Would you please retype, exactly, the lines of the listing below between the line with "Where can the" and the line with "column 1079, row 319", inclusive?
--- Given records ---
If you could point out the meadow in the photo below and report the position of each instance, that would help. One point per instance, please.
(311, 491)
---
--- Given records ---
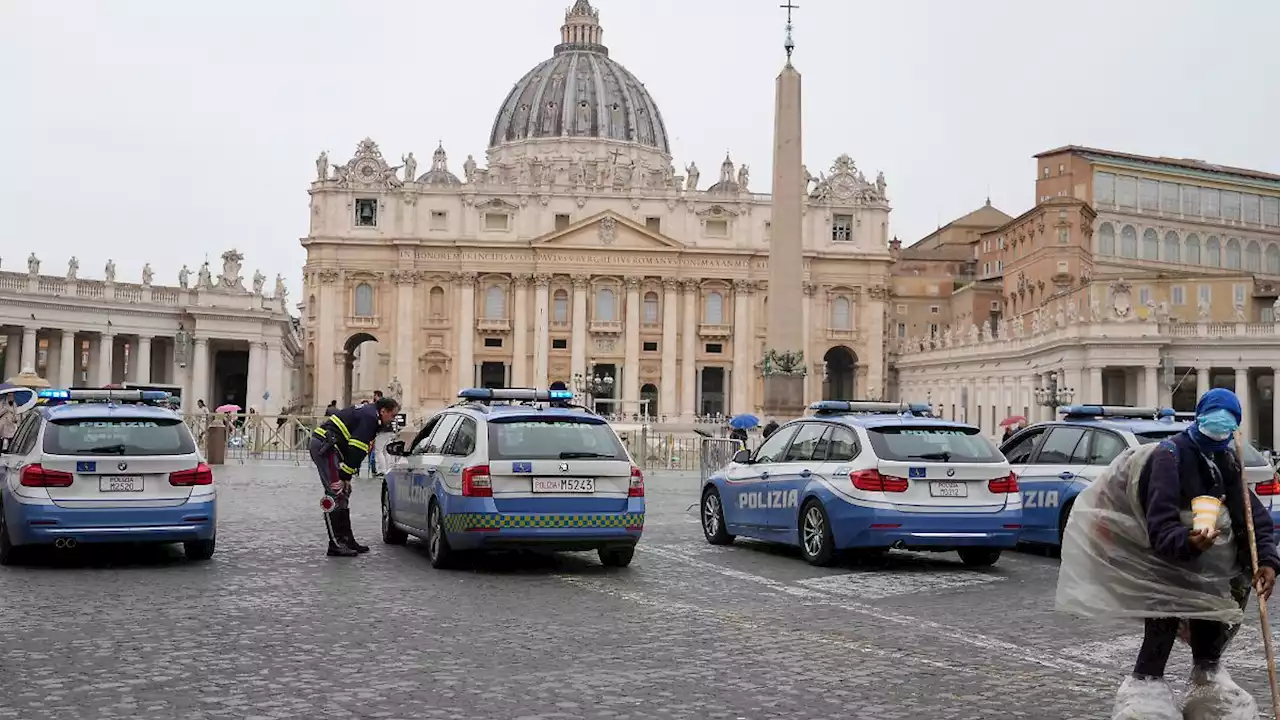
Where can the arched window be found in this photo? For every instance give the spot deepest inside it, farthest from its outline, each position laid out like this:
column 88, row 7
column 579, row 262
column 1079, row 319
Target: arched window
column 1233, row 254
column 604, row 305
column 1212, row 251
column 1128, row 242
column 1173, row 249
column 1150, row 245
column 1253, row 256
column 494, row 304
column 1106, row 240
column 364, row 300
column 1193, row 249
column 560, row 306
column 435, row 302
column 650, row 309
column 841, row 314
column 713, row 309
---
• Your response:
Where can the arched window be found in this photo? For every instance give the spot deepest inside it, farthest from its outline, each position laid out like this:
column 88, row 7
column 579, row 262
column 1079, row 319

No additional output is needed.